▶ _Exercise brief_
Output the whole listing below word for word, leaving out the pictures.
-- BEGIN Supplied information --
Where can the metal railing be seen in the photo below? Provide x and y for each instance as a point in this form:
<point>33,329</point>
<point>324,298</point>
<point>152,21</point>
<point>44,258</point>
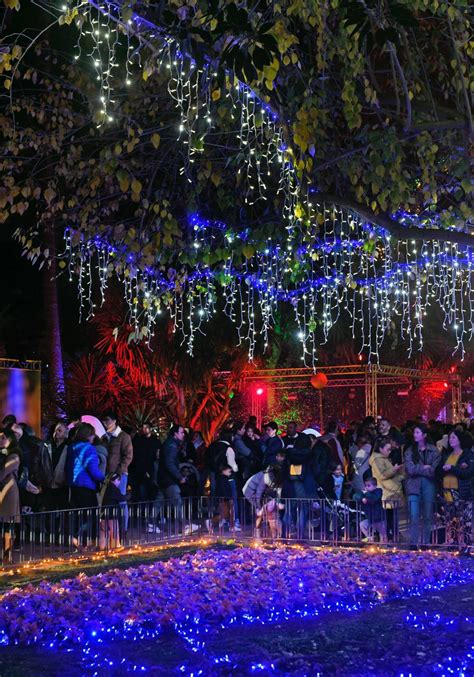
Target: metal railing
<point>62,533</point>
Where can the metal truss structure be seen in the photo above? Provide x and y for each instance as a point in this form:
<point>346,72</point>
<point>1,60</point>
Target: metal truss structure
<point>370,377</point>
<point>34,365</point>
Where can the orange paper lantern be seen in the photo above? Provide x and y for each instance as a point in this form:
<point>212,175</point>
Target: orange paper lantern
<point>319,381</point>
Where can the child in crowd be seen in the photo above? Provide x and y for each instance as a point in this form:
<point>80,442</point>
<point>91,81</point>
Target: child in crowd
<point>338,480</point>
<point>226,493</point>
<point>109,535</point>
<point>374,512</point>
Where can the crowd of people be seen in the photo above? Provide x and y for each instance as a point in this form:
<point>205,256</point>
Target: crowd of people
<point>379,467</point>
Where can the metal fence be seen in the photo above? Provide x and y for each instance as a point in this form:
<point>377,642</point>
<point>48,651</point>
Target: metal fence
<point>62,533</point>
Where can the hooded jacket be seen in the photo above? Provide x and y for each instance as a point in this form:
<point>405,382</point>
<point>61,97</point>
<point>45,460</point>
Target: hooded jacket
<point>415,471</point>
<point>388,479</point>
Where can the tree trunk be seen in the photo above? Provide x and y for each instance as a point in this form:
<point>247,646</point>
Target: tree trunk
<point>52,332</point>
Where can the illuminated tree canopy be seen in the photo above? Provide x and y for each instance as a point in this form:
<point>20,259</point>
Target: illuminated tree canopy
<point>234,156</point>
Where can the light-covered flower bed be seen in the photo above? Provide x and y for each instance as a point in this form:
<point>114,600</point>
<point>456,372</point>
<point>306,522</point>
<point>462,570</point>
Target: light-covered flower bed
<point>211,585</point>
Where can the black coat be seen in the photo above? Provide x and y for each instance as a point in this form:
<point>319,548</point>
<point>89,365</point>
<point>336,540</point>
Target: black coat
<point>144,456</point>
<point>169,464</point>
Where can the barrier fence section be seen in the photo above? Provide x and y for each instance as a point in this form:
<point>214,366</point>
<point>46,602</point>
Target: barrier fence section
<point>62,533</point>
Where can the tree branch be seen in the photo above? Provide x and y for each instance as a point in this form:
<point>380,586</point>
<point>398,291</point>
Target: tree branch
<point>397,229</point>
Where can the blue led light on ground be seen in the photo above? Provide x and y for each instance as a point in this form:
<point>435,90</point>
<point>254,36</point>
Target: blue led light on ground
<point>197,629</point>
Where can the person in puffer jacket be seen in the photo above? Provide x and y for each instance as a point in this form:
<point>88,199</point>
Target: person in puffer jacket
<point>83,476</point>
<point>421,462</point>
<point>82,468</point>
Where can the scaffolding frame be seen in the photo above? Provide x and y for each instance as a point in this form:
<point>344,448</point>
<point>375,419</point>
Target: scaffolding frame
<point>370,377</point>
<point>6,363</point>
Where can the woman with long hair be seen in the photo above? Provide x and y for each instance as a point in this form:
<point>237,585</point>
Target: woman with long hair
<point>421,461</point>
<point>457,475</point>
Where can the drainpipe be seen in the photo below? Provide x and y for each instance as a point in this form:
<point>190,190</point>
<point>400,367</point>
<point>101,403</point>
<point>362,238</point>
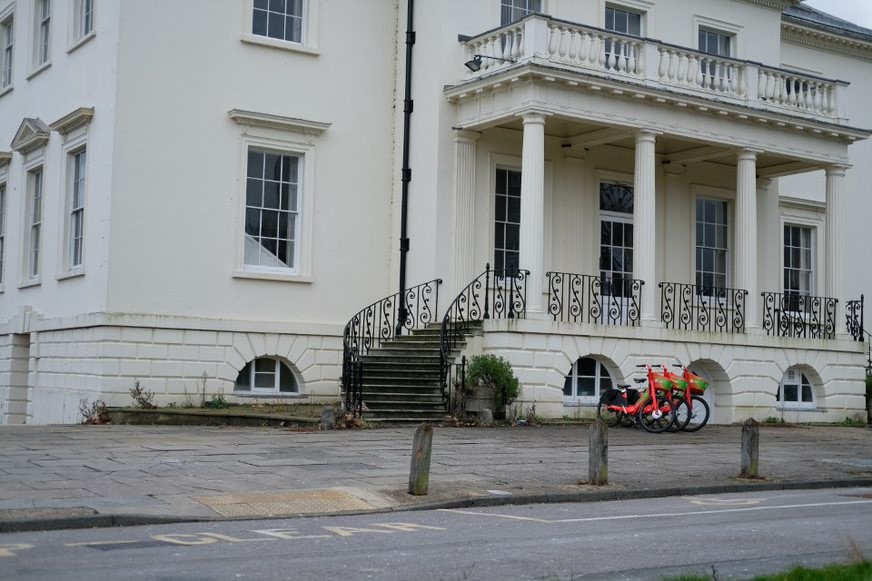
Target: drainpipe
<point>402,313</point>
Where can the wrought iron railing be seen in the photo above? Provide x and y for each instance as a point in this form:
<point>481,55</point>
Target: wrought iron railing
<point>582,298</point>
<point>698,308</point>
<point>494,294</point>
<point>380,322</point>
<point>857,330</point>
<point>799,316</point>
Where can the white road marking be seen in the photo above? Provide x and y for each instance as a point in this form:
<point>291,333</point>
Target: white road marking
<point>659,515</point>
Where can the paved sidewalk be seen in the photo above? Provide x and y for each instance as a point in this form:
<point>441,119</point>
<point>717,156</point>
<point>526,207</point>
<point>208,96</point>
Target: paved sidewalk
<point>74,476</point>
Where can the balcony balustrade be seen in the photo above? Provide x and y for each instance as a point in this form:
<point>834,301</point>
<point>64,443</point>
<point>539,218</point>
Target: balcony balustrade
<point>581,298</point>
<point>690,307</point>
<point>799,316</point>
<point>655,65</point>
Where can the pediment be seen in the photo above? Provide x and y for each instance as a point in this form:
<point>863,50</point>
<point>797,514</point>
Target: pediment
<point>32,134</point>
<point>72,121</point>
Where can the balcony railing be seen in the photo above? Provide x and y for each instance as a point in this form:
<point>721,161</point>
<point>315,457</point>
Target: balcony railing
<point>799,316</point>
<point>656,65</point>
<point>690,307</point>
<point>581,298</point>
-- END Supplied information --
▶ _Response to this task_
Where can the metal railing be seen in the photo below? Provide x and y for each instance as a point in this form:
<point>33,329</point>
<point>324,298</point>
<point>152,21</point>
<point>44,258</point>
Target: metal railing
<point>62,533</point>
Where can the metal truss structure be seen in the photo above? Provide x and y for each instance as a point in this form:
<point>346,72</point>
<point>1,60</point>
Target: metal truss structure
<point>370,377</point>
<point>34,365</point>
Where can the orange paper lantern be seen in the photo above? Provide x and y for each instance as a point in this form:
<point>212,175</point>
Target: orange paper lantern
<point>319,381</point>
Where can the child in crowd be seen in the photo above? Provide x and y for each instance as a point in this form:
<point>80,442</point>
<point>91,81</point>
Target: child in crowd
<point>338,480</point>
<point>226,493</point>
<point>109,535</point>
<point>374,512</point>
Where can the crowd of people be seen in the photo above? Provide x and y for each instance as a point in this form:
<point>205,256</point>
Target: crowd of people
<point>379,467</point>
Where can the metal fence be seen in the photo above? Provide x and y for each instance as a point in this form:
<point>377,642</point>
<point>48,651</point>
Target: metal fence
<point>62,533</point>
Where can the hooded jacket be seen in the photo above? Provide x and y for each instance as a point in this form:
<point>405,382</point>
<point>61,97</point>
<point>45,460</point>
Target: hooded jacket
<point>415,471</point>
<point>388,479</point>
Where can the tree trunk be seen in the photo above? Provide x and y for each instance as a point in this form:
<point>247,646</point>
Target: tree trunk
<point>52,332</point>
Where can the illuminated tree canopy be seen in the photo above? Provide x and y for each instance as a point in this form:
<point>20,259</point>
Target: illuminated tree canopy
<point>234,156</point>
Where can the light-covered flower bed be seen in the photo above? Provide x and y for each instance as a point in this form:
<point>114,600</point>
<point>456,372</point>
<point>306,522</point>
<point>462,570</point>
Target: light-covered flower bed
<point>211,585</point>
Where can the black coat be seen in the photo above? Provide x and y for each instance as a point in this form:
<point>319,548</point>
<point>89,365</point>
<point>336,540</point>
Target: black coat
<point>144,456</point>
<point>169,464</point>
Where can the barrier fence section be seen in the photo above? Provide x and y for each instance as a point in this form:
<point>214,366</point>
<point>46,602</point>
Target: barrier fence section
<point>62,533</point>
Where can the tree branch be seen in the photo above? Provide x and y for each instance as a point in this form:
<point>380,586</point>
<point>398,291</point>
Target: tree branch
<point>397,229</point>
Where can the blue led light on ground be seen in the photo above? Provide x and y for each instance as a point in this form:
<point>435,90</point>
<point>254,36</point>
Target: blue led light on ground
<point>197,629</point>
Where can the person in puffer jacket be seen in the photo above? Provide x and y for each instance as a point in this form:
<point>88,199</point>
Target: person in puffer jacket
<point>83,476</point>
<point>421,462</point>
<point>82,468</point>
Where can the scaffolding frame be seen in the photo above? Provide x and y for each instance as a point in this form:
<point>344,448</point>
<point>375,419</point>
Target: scaffolding frame
<point>370,377</point>
<point>6,363</point>
Where can the woman with long hair be seen in the photo above? Provide x and y for each instance as a point in this form:
<point>237,585</point>
Target: woman with long hair
<point>421,461</point>
<point>457,475</point>
Where can the drainpipe be seen in the photo below? Provide x and y for each instance as a point in this form:
<point>190,190</point>
<point>400,367</point>
<point>101,403</point>
<point>362,238</point>
Target: drainpipe
<point>402,313</point>
Where can the wrought iron railing be seen in the photo above? Provide x and y for each instance as a point in this form:
<point>481,55</point>
Target: wrought iron railing
<point>582,298</point>
<point>698,308</point>
<point>494,294</point>
<point>380,322</point>
<point>857,330</point>
<point>799,316</point>
Where can the white road marking be seen in the photo above? Provide x and y for each instance as a point in this form:
<point>291,333</point>
Target: white road marking
<point>659,515</point>
Where can the paved sidewalk be seen in the photo above? Provide x and y for each instance as a point in this form:
<point>441,119</point>
<point>717,156</point>
<point>526,207</point>
<point>208,96</point>
Target: paved sidewalk
<point>74,476</point>
Where can the balcony balustrade be seen in the photo above? Provide x and y for each instance as a point in this form:
<point>834,301</point>
<point>64,443</point>
<point>539,218</point>
Target: balcony balustrade
<point>581,298</point>
<point>690,307</point>
<point>799,316</point>
<point>655,65</point>
Where can the pediment be seen in the photo above? Provide x and y for each instance as a point in this form:
<point>863,50</point>
<point>797,514</point>
Target: pediment
<point>32,134</point>
<point>72,121</point>
Where can the balcony railing be seen in the photo above? Provide x and y for each instance as a point in this form:
<point>721,161</point>
<point>315,457</point>
Target: balcony railing
<point>799,316</point>
<point>656,65</point>
<point>690,307</point>
<point>581,298</point>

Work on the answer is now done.